• **Problem to solve**
Give the records once more, exactly as they stand.

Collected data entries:

§ §

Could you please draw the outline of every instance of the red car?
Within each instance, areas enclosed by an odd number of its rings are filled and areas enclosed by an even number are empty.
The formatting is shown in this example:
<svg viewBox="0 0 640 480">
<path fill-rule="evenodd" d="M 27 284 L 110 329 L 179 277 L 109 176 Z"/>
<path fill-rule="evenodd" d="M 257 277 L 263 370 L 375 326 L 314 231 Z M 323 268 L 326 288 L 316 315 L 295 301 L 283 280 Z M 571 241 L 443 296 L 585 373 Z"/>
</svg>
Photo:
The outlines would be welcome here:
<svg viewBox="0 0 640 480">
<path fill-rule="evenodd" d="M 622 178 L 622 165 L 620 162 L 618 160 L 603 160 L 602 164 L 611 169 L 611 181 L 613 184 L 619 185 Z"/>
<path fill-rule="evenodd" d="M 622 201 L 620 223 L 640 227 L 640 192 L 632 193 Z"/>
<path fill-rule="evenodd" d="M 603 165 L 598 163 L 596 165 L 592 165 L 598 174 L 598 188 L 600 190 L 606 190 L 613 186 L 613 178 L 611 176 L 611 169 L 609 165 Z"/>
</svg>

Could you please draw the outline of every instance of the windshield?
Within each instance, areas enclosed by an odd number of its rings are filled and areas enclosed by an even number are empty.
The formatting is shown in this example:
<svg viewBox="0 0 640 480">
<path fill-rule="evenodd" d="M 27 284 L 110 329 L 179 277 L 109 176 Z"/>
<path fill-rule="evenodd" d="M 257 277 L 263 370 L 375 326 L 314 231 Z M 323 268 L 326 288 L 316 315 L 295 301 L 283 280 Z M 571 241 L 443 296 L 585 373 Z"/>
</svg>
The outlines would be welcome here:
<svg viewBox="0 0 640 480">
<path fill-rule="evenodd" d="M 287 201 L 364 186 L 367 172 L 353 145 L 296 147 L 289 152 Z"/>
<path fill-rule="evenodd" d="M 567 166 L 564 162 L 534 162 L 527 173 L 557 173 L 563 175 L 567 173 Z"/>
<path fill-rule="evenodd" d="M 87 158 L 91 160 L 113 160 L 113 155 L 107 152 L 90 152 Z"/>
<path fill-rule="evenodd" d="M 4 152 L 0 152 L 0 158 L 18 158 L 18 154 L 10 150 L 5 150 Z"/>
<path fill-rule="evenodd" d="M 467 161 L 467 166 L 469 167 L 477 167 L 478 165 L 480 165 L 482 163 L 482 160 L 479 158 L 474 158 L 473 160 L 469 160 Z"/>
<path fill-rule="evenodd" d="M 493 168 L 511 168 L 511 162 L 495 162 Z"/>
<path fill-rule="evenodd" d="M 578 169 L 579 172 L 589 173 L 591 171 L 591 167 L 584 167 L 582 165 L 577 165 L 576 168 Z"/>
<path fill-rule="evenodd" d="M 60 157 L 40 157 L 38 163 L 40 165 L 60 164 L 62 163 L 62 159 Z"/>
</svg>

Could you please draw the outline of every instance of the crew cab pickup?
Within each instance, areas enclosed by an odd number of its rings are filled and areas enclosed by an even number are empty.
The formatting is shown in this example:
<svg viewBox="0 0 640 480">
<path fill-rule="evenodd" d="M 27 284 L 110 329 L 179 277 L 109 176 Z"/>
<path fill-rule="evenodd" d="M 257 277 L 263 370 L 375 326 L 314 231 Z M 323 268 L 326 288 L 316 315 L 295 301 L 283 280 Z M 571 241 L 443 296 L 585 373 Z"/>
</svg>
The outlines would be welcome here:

§ §

• **Result for this exercise**
Could you please draw the outline of every instance of the red car?
Within each instance, areas enclosed by an odd number of its rings are filled and areas enclosed by an even number are empty.
The formatting is shown in this example:
<svg viewBox="0 0 640 480">
<path fill-rule="evenodd" d="M 27 284 L 110 329 L 179 277 L 109 176 Z"/>
<path fill-rule="evenodd" d="M 257 277 L 263 370 L 375 326 L 314 231 Z M 323 268 L 326 288 L 316 315 L 295 301 L 283 280 Z M 571 241 L 443 296 L 585 373 Z"/>
</svg>
Photo:
The outlines would be welcome here:
<svg viewBox="0 0 640 480">
<path fill-rule="evenodd" d="M 622 178 L 622 165 L 620 162 L 618 160 L 603 160 L 602 164 L 611 169 L 611 181 L 613 184 L 619 185 Z"/>
<path fill-rule="evenodd" d="M 622 201 L 620 223 L 640 227 L 640 192 L 632 193 Z"/>
<path fill-rule="evenodd" d="M 603 165 L 598 163 L 596 165 L 592 165 L 598 174 L 598 188 L 600 190 L 606 190 L 613 186 L 613 178 L 611 176 L 611 169 L 609 165 Z"/>
</svg>

Could you please draw the outline of every instance of the windshield?
Within each instance, areas enclosed by an odd number of its rings are filled and areas enclosed by an even number are empty.
The formatting is shown in this example:
<svg viewBox="0 0 640 480">
<path fill-rule="evenodd" d="M 27 284 L 110 329 L 179 277 L 109 176 Z"/>
<path fill-rule="evenodd" d="M 257 277 L 263 370 L 375 326 L 314 231 Z M 323 268 L 326 288 L 316 315 L 295 301 L 283 280 Z M 571 241 L 443 296 L 585 373 Z"/>
</svg>
The outlines would be welcome here:
<svg viewBox="0 0 640 480">
<path fill-rule="evenodd" d="M 287 201 L 364 186 L 367 172 L 353 145 L 296 147 L 289 152 Z"/>
<path fill-rule="evenodd" d="M 567 166 L 564 162 L 534 162 L 527 173 L 557 173 L 563 175 L 567 173 Z"/>
<path fill-rule="evenodd" d="M 87 158 L 91 160 L 113 160 L 113 155 L 107 152 L 90 152 Z"/>
<path fill-rule="evenodd" d="M 4 152 L 0 152 L 0 158 L 18 158 L 18 154 L 10 150 L 5 150 Z"/>
<path fill-rule="evenodd" d="M 467 161 L 467 166 L 469 167 L 477 167 L 478 165 L 480 165 L 482 163 L 482 160 L 479 158 L 474 158 L 473 160 L 469 160 Z"/>
<path fill-rule="evenodd" d="M 493 168 L 511 168 L 511 162 L 495 162 Z"/>
<path fill-rule="evenodd" d="M 578 169 L 579 172 L 589 173 L 591 171 L 591 167 L 584 167 L 582 165 L 577 165 L 576 168 Z"/>
<path fill-rule="evenodd" d="M 60 157 L 40 157 L 38 163 L 40 165 L 60 164 L 62 163 L 62 159 Z"/>
</svg>

Could you please draw the outline of every instance of the crew cab pickup?
Within each instance, areas enclosed by an odd number of its rings are filled and areas enclosed by an even number are empty.
The formatting is shown in this example:
<svg viewBox="0 0 640 480">
<path fill-rule="evenodd" d="M 27 284 L 110 329 L 179 277 L 109 176 Z"/>
<path fill-rule="evenodd" d="M 257 277 L 263 370 L 375 326 L 314 231 Z M 323 268 L 326 288 L 316 315 L 295 301 L 283 280 Z M 571 241 L 443 296 L 585 373 Z"/>
</svg>
The outlines would be welcome here:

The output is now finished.